[Objective]
Reproduce the data below, switching "like the sample" to "following the sample" and leaving everything else unchanged. Omit the pictures.

------------------------------------

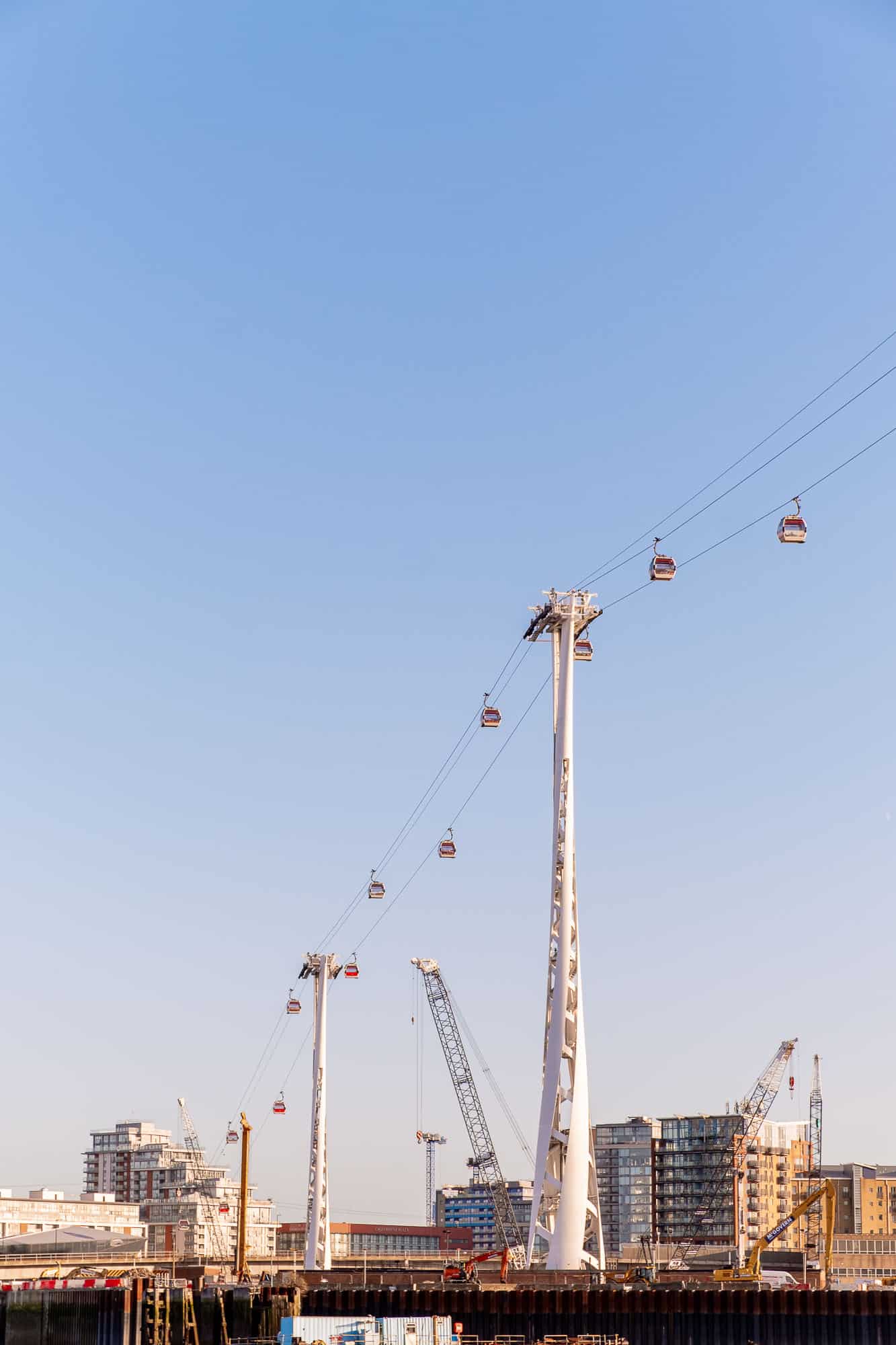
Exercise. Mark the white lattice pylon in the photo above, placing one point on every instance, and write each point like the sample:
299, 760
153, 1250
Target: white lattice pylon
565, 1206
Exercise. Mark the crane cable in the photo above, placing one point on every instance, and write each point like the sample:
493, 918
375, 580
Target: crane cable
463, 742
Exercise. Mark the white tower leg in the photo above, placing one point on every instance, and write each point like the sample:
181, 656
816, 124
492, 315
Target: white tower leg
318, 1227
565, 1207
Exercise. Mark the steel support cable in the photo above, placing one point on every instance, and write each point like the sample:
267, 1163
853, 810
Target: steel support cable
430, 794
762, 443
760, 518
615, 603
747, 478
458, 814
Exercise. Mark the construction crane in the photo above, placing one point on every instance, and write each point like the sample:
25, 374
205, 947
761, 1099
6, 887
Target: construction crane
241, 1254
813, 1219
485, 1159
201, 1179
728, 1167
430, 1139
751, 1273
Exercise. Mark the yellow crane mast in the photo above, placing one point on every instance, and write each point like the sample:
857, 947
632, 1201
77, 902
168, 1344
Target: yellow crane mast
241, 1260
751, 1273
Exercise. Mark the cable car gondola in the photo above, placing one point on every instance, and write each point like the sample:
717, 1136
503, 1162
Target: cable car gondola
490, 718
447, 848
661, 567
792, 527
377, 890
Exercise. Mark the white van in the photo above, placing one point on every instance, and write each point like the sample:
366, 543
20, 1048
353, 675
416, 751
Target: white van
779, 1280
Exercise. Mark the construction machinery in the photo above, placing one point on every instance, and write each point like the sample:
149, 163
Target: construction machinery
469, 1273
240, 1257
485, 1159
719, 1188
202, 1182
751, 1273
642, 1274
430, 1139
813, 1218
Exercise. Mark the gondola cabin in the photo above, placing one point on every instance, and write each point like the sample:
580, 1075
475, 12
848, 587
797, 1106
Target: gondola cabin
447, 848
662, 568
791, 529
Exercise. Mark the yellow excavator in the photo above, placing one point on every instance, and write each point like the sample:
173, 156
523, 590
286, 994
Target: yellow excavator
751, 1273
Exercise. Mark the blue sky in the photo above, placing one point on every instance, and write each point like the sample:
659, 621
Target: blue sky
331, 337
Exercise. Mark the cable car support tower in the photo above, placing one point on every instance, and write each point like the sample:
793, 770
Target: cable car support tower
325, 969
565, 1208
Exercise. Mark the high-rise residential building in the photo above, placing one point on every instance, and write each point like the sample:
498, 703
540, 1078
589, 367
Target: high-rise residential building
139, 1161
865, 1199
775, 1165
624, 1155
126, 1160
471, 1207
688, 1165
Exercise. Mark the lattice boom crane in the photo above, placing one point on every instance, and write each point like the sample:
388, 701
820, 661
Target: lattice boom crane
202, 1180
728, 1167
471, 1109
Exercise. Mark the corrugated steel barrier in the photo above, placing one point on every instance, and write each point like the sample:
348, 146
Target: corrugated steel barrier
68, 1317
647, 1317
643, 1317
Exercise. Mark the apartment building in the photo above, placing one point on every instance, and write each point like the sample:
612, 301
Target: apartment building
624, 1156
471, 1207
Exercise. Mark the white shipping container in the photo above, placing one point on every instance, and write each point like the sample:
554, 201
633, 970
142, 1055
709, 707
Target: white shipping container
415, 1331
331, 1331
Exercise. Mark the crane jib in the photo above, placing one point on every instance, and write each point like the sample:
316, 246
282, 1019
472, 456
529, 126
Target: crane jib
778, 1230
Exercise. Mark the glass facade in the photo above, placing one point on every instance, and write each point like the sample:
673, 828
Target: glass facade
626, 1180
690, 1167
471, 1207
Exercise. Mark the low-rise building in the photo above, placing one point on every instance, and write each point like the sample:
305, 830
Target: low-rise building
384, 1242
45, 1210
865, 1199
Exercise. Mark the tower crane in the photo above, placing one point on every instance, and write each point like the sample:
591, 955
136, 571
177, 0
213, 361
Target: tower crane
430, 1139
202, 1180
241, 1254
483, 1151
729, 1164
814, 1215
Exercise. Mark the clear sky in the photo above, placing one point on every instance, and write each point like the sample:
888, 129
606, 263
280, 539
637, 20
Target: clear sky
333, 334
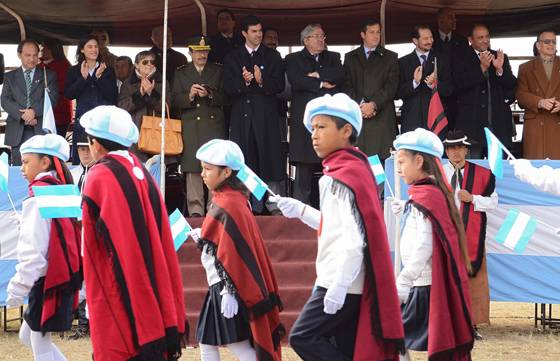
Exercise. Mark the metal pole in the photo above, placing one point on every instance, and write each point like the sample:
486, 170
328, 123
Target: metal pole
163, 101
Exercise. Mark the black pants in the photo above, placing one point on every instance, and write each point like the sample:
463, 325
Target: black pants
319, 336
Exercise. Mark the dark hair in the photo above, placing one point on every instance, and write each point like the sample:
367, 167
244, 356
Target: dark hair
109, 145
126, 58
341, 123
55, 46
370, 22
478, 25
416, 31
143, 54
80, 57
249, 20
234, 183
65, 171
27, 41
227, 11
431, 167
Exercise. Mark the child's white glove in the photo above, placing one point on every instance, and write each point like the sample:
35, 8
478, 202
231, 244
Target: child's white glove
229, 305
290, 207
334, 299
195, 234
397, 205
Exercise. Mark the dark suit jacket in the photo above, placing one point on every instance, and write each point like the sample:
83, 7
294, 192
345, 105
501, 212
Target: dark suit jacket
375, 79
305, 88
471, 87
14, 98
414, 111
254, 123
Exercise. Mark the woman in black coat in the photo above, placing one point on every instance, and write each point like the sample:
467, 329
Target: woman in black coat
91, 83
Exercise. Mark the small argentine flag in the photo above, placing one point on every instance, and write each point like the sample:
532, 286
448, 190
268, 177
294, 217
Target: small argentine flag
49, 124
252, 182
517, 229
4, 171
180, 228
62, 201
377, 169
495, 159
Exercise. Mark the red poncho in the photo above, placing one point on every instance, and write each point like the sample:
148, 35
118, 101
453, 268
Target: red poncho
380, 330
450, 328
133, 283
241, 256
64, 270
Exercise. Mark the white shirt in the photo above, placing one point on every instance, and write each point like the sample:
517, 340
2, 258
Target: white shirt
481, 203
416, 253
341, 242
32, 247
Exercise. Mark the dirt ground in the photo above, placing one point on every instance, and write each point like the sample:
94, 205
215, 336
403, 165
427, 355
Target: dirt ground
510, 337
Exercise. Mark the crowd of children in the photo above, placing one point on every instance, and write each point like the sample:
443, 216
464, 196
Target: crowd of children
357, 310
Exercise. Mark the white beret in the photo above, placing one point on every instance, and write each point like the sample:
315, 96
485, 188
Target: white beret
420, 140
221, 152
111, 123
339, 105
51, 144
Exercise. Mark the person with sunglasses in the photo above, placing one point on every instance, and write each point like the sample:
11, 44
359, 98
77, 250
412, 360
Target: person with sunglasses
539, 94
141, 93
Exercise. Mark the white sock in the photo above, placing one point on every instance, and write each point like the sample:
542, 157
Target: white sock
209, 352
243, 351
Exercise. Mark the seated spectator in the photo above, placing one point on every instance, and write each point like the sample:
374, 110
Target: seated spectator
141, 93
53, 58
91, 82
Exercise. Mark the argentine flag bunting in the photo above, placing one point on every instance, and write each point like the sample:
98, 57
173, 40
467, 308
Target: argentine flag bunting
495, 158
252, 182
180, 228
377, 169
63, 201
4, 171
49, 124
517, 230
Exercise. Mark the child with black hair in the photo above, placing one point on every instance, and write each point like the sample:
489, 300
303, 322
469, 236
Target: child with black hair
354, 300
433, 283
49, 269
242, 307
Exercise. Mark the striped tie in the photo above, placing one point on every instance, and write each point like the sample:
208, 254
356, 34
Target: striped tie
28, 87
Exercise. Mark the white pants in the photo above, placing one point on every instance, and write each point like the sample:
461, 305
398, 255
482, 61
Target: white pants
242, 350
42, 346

------------------------------------

[Solution for this task]
Exercise. Mark the white lattice pylon in the photo above, placing one point on every instance, and write each point following the sample:
299, 760
153, 1250
Target: white lattice pylon
565, 1206
Exercise. Mark the crane cable in the photo above, placing one point on every instance, and write each point following the sample:
493, 918
375, 580
Target: crane cable
463, 742
Exercise. Mark the white tower leg in the photo above, placing one point on every instance, and write each point following the sample:
181, 656
816, 124
492, 315
Target: white tower leg
318, 1227
565, 1207
Exercise. Mark the steel support cable in the photo above, placing one point on every instance, and write each point following the sample:
267, 1163
853, 810
Target: steel support cable
430, 794
762, 443
760, 518
615, 603
747, 478
458, 814
Exercise. Mark the construction crane in the photo above, placing one point on every instance, and write each point following the sample:
25, 374
205, 947
761, 1099
6, 887
Target: construction crane
241, 1254
813, 1219
485, 1159
201, 1179
728, 1167
430, 1139
751, 1273
Exercise. Mark the yellow crane mast in the photo above, placing one point on every instance, and write each point following the sample:
857, 947
632, 1201
77, 902
168, 1344
Target: yellow crane mast
241, 1260
751, 1273
Exercise. Mark the cable car gondola in the photo above, placing one point on every instance, and write each point following the sample:
717, 1136
503, 1162
Target: cable car gondola
490, 718
447, 848
661, 567
792, 527
377, 890
Exercise. Mark the white van in the photo above, placing one point on every instance, and write each point following the sample:
366, 543
20, 1048
353, 675
416, 751
Target: white van
779, 1280
Exercise. Mark the construction machinery in the photo above, placing one point on every instance, and write each point following the sample:
149, 163
Target: construction machinery
469, 1273
240, 1257
485, 1159
719, 1188
202, 1182
751, 1273
642, 1274
430, 1139
813, 1218
Exercise. Mark the gondola cabin in the photo above, placing one point on every instance, and write each point following the sample:
580, 1075
475, 12
848, 587
797, 1106
Target: gondola cabin
447, 848
662, 568
791, 529
Exercise. Mark the yellow excavator in the photo above, placing one point on every instance, and write each point following the sample:
173, 156
523, 590
286, 994
Target: yellow excavator
751, 1273
Exercise. Mark the blue sky in the photo above, placing one point on every instance, and write each point following the sample:
659, 621
Target: blue sky
331, 337
Exercise. Mark the cable car support tower in the photo above, placing one point on every instance, and write each point following the sample:
793, 770
Target: cable car support tower
325, 969
565, 1208
Exercise. Mark the high-rise residential building in the photo above, placing one point on every instance, and write each point following the sample:
498, 703
540, 1078
589, 367
Target: high-rise residential building
139, 1161
865, 1199
775, 1165
624, 1155
126, 1160
471, 1207
688, 1165
Exercise. Mark the lattice boom crane in the photo above, placing one point on every instance, and write each point following the sample:
388, 701
820, 661
Target: lattice boom crane
202, 1180
728, 1167
471, 1109
Exercise. Mark the corrugated steel barrier in the photo above, placing one point on every instance, and write each point following the sample:
348, 146
Target: corrugated steel barrier
68, 1317
647, 1317
643, 1317
Exercise. Mark the apartment building in the photo above, placing one point on every instance, and write each point following the sample:
612, 301
Target: apartment building
624, 1156
471, 1207
Exercise. Mark the white shipping container in the photo above, placing one point on every instance, and write each point following the sample:
554, 201
633, 970
142, 1055
709, 707
Target: white shipping container
415, 1331
331, 1331
Exercise. Mark the crane jib in the photo above, placing one point on every instance, and write each point following the sample:
316, 246
282, 1019
472, 456
529, 126
Target: crane jib
778, 1230
Exercise. Mark the glass facade in the photo above, placing one point on every instance, and write each point following the sample:
673, 828
Target: glass facade
626, 1180
690, 1167
471, 1207
Exercise. Mark the low-rise building in the photo above, placing one point on every instance, and write each point following the sample:
305, 830
Target: low-rise building
384, 1242
45, 1210
865, 1199
Exercise. Mark the tower crane in the photo above, placing one point on every instance, and write each point following the sample:
591, 955
136, 571
177, 0
213, 361
Target: tower crane
430, 1139
202, 1180
241, 1254
483, 1151
729, 1164
814, 1215
Exercise. Mark the clear sky in the photo above, placing one point on every instance, and write each point following the sample:
888, 129
606, 263
280, 539
637, 20
Target: clear sky
333, 334
Exercise. Mark the metal pole in the photo above, placing one point on every instance, and write each point following the sample:
486, 170
328, 123
Target: metal pole
163, 101
Exercise. Mark the black pants in the photo above, placing one point on every instance, and write each point following the sample:
463, 325
Target: black pants
319, 336
Exercise. Mark the dark hair in the photo above, placing one point on every instance, and write each point following the sample:
367, 167
244, 356
Target: dark hair
109, 145
126, 58
341, 123
55, 46
370, 22
478, 25
416, 31
143, 54
80, 57
249, 20
234, 183
65, 171
27, 41
227, 11
431, 167
Exercise. Mark the child's white glove in the photo above, placing one point on every instance, and write each point following the sample:
35, 8
478, 202
231, 244
Target: child's white glove
229, 305
290, 207
334, 299
195, 234
397, 205
Exercise. Mark the dark suit jacket in the photo above, placing one point on every instance, and write each point following the sample:
83, 7
294, 192
345, 105
501, 212
Target: dark suit jacket
375, 79
305, 88
471, 87
14, 98
414, 111
254, 123
Exercise. Mark the woman in black coat in the photo above, placing one point on every instance, and write each point following the sample:
467, 329
Target: woman in black coat
91, 83
Exercise. Mark the small argentine flag in the photo above, placing one point on every instance, and write each point following the sample:
532, 286
448, 190
268, 177
294, 217
Target: small argentine flag
49, 124
252, 182
517, 229
4, 171
180, 228
62, 201
377, 169
495, 159
Exercise. Mark the red poncho in the photo above, placing one point on every instance, and write each point following the sample:
148, 35
118, 101
453, 268
Target: red poncho
380, 330
450, 328
133, 283
241, 256
64, 270
Exercise. Mark the white shirt in the photo above, placing one point on every instance, and write each point following the sample:
517, 340
2, 258
Target: white shirt
481, 203
416, 253
341, 242
32, 247
Exercise. Mark the dirt ground in the photo above, placing one point on every instance, and write each point following the sample:
94, 205
215, 336
403, 165
427, 355
Target: dirt ground
510, 337
Exercise. Mark the crowd of children in the photo above, placing one point on every instance, and write each point following the sample:
443, 216
464, 196
Target: crowd of children
357, 310
Exercise. Mark the white beret in the photo above, placing one point on every instance, and write each point following the sample:
315, 96
485, 188
Target: white beret
420, 140
221, 152
111, 123
339, 105
51, 144
Exercise. Mark the person with sunglasses in the photo above, placing one point on every instance, and write each point following the sample:
11, 44
359, 98
77, 250
412, 360
Target: person with sunglasses
539, 94
141, 93
Exercise. Mark the white sock in the photo above, placing one point on every instance, and write each point following the sample:
542, 157
Target: white sock
209, 352
243, 351
Exercise. Mark the seated spectator in the photo above, placing one point on every instance, and write each point following the sample:
374, 110
Target: seated spectator
141, 93
53, 58
91, 82
Exercise. Mark the argentine flag bunting in the photo above, placing one point on every instance, and write each point following the sample:
98, 57
173, 40
467, 308
Target: argentine flag bunting
495, 158
252, 182
180, 228
377, 169
63, 201
4, 171
49, 124
517, 230
Exercise. Mark the child with black hair in the photo above, placing one point on every instance, and write each point following the sample:
489, 300
303, 322
469, 236
Target: child with black hair
354, 300
433, 283
49, 269
242, 307
Exercise. Mark the striped tie in the photo above, placing one point on every instance, and write each point following the sample:
208, 254
356, 34
Target: striped tie
28, 87
Exercise. Mark the white pants in the photo above, placing one point on every instance, and write each point following the sample:
461, 305
398, 255
482, 61
Target: white pants
242, 350
42, 346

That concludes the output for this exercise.